▶ **Prompt**
Return the records below character for character.

Source data below:

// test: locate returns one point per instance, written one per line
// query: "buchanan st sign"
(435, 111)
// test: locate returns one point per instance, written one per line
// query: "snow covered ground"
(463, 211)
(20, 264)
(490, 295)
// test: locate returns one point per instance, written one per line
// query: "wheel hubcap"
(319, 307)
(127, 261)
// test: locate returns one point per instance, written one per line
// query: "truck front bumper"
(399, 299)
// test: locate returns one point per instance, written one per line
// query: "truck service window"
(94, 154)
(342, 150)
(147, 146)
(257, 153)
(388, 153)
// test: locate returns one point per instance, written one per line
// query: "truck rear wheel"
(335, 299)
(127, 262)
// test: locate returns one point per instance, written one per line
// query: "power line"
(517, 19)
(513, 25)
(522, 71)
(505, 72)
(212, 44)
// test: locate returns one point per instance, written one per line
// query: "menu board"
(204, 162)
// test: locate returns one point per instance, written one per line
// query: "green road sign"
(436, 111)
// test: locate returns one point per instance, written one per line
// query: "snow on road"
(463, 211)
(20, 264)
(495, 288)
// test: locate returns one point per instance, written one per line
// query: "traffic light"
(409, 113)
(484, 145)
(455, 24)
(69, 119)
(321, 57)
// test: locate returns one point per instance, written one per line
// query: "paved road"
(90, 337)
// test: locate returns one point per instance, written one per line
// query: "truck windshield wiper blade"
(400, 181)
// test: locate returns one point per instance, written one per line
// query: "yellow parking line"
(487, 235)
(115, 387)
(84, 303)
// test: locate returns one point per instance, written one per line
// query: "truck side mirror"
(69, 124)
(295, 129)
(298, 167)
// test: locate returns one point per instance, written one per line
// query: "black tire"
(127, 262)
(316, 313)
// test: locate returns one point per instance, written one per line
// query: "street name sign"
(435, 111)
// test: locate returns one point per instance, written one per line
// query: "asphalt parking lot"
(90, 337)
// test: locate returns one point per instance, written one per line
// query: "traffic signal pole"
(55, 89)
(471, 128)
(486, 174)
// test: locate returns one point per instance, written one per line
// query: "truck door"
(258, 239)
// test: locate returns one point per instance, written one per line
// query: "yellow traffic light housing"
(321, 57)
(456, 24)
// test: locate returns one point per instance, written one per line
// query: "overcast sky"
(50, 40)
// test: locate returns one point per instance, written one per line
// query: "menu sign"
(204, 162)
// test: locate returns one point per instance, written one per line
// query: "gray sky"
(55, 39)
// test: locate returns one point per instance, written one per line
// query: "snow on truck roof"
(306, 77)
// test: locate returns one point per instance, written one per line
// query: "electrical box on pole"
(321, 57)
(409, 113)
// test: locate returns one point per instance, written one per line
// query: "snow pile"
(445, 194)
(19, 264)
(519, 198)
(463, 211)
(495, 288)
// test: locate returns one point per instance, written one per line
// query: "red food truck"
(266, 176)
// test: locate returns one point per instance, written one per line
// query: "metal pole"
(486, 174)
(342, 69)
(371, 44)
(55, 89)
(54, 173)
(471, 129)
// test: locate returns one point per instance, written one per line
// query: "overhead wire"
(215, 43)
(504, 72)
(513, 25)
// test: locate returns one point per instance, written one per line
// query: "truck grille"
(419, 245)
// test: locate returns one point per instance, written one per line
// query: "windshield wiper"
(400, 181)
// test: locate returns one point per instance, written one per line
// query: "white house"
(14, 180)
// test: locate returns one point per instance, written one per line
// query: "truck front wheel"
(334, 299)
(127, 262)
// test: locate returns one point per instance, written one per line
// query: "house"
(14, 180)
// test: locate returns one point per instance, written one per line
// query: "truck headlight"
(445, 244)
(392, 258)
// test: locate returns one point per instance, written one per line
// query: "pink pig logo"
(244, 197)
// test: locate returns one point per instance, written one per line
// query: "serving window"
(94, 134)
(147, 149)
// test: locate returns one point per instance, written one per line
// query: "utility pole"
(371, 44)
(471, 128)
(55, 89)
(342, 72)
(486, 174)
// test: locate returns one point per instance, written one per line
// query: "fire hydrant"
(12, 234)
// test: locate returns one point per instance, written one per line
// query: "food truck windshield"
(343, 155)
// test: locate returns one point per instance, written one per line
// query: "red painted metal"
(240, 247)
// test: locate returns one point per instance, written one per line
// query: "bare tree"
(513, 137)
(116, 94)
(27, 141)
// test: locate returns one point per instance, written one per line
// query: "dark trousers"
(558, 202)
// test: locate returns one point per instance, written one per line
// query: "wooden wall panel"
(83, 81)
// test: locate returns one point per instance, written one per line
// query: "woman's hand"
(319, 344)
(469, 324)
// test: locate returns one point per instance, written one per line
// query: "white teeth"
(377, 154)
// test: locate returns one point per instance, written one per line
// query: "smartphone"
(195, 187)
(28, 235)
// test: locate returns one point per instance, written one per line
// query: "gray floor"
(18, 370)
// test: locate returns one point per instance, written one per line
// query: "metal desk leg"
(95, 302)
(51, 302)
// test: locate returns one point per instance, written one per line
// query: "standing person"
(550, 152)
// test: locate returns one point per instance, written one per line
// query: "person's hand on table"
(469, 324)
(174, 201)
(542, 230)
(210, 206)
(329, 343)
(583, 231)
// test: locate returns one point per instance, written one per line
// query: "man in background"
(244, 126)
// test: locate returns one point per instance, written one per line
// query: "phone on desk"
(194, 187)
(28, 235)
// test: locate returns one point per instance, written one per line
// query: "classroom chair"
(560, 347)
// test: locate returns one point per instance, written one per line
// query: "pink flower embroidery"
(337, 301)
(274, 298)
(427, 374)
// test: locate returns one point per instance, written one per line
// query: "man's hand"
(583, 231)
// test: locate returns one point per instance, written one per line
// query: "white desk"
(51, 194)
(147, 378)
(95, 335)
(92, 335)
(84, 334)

End of Source data.

▶ **Expected output**
// test: locate returns one point per instance, written one per line
// query: "buchanan st sign"
(435, 111)
// test: locate returns one point per instance, written one per line
// query: "snow covered ground"
(463, 211)
(20, 264)
(490, 295)
// test: locate returns one point per instance, written one per line
// query: "wheel hubcap"
(319, 307)
(127, 261)
// test: locate returns one point per instance, written one per line
// query: "truck front bumper"
(399, 299)
// test: locate returns one point per instance, written one per line
// query: "truck service window"
(94, 154)
(342, 150)
(147, 146)
(257, 153)
(388, 153)
// test: locate returns one point per instance, written one per line
// query: "truck rear wheel"
(335, 299)
(127, 262)
// test: locate returns one point per instance, written one per line
// query: "power line"
(517, 19)
(513, 25)
(522, 71)
(505, 72)
(212, 44)
// test: locate returns one point per instance, written one per line
// query: "menu board"
(204, 162)
// test: locate returns one point per instance, written one per line
// query: "green road sign"
(436, 111)
// test: locate returns one point per instance, written one per line
// query: "snow on road"
(463, 211)
(20, 264)
(495, 288)
// test: locate returns one point per instance, written one per line
// query: "traffic light"
(409, 113)
(484, 145)
(455, 24)
(69, 119)
(321, 57)
// test: locate returns one point per instance, written one per line
// query: "paved road"
(90, 337)
// test: locate returns one point per instance, written one per line
// query: "truck windshield wiper blade"
(400, 181)
// test: locate returns one point per instance, written one per line
// query: "yellow parking line"
(487, 235)
(115, 387)
(84, 303)
// test: locate returns one point per instance, written one per line
// query: "truck side mirror"
(69, 124)
(295, 129)
(298, 167)
// test: locate returns one point per instance, written one per line
// query: "black tire"
(127, 262)
(316, 313)
// test: locate returns one point per instance, written one per line
// query: "street name sign"
(435, 111)
// test: locate returns one point per instance, written one per line
// query: "asphalt parking lot"
(90, 337)
// test: locate returns one point per instance, written one per line
// query: "traffic signal pole"
(55, 89)
(471, 128)
(486, 174)
// test: locate returns one point per instance, written one per line
// query: "truck door"
(258, 239)
// test: locate returns one point per instance, written one per line
// query: "yellow traffic light housing"
(321, 57)
(456, 24)
// test: locate returns one point per instance, written one per line
// query: "overcast sky"
(50, 40)
// test: locate returns one point per instance, written one per line
// query: "menu sign"
(204, 162)
// test: locate returns one point per instance, written one per line
// query: "gray sky"
(55, 39)
// test: locate returns one point per instance, written one per line
// query: "snow on truck roof"
(306, 77)
// test: locate returns one point per instance, written one per line
// query: "electrical box on pole"
(321, 57)
(409, 113)
// test: locate returns one point per instance, written one per line
// query: "snow pile"
(445, 194)
(19, 264)
(519, 198)
(463, 211)
(495, 288)
// test: locate returns one point per instance, written one per line
// query: "red food truck"
(266, 176)
// test: locate returns one point per instance, written one per line
// query: "metal pole"
(486, 174)
(342, 69)
(371, 44)
(55, 89)
(54, 173)
(471, 129)
// test: locate returns one point per instance, written one per line
// query: "overhead wire"
(215, 43)
(504, 72)
(513, 25)
// test: locate returns one point per instance, written one per line
// query: "truck grille"
(419, 245)
// test: locate returns one point per instance, written one per line
// query: "windshield wiper"
(400, 181)
// test: locate returns one point per instance, written one per line
// query: "white house"
(14, 180)
// test: locate returns one point per instance, written one per line
// query: "truck front wheel"
(334, 299)
(127, 262)
// test: locate returns one point per instance, written one per line
// query: "house"
(14, 180)
// test: locate returns one point per instance, written one per line
// query: "truck headlight"
(445, 244)
(392, 258)
// test: locate returns one point per instance, written one per line
// query: "pink pig logo"
(244, 197)
// test: locate returns one point per instance, written one per line
// query: "serving window"
(94, 134)
(147, 149)
// test: locate returns one point per instance, written one per line
// query: "utility pole"
(371, 44)
(471, 128)
(55, 89)
(342, 72)
(486, 174)
// test: locate returns one point per instance, written one per line
// query: "fire hydrant"
(12, 234)
// test: locate returns one point per instance, written one per line
// query: "food truck windshield"
(343, 155)
// test: locate returns one point per instance, written one per line
// query: "red painted metal"
(240, 247)
// test: locate returns one point per instance, written one per line
// query: "bare tree"
(513, 137)
(116, 94)
(27, 141)
// test: locate returns one point per instance, written one per line
// query: "dark trousers"
(558, 202)
// test: locate returns one point per instance, written one per line
// query: "wooden wall panel"
(83, 81)
// test: locate returns one point per instance, written one per line
// query: "woman's hand"
(319, 344)
(469, 324)
// test: locate returns one point per instance, written one per line
// query: "white teeth"
(377, 154)
// test: locate returns one point per instance, written one per line
// query: "smartphone"
(195, 187)
(28, 235)
// test: locate returns one point per instance, written one per line
// query: "gray floor"
(18, 370)
// test: locate returns one point per instance, written one per line
// query: "metal desk leg"
(95, 302)
(51, 302)
// test: locate returns one point per instance, written one per line
// query: "standing person"
(550, 152)
// test: locate returns one point per instance, written one per line
// query: "person's hand on table"
(469, 324)
(174, 201)
(542, 230)
(210, 206)
(329, 343)
(583, 231)
// test: locate returns one point per instance, written one per line
// query: "man in background"
(244, 126)
// test: locate returns one point per instance, written one per line
// query: "phone on desk"
(194, 187)
(28, 235)
// test: locate returns one point per instance, written one per line
// query: "classroom chair"
(560, 347)
// test: locate returns one point per instance, written one per line
// query: "pink flower embroidery"
(337, 301)
(274, 298)
(427, 374)
// test: locate returns one point per instance, written one per line
// query: "man's hand"
(583, 231)
// test: locate returns one point per instance, written one per line
// query: "white desk"
(51, 194)
(147, 378)
(95, 335)
(92, 335)
(84, 334)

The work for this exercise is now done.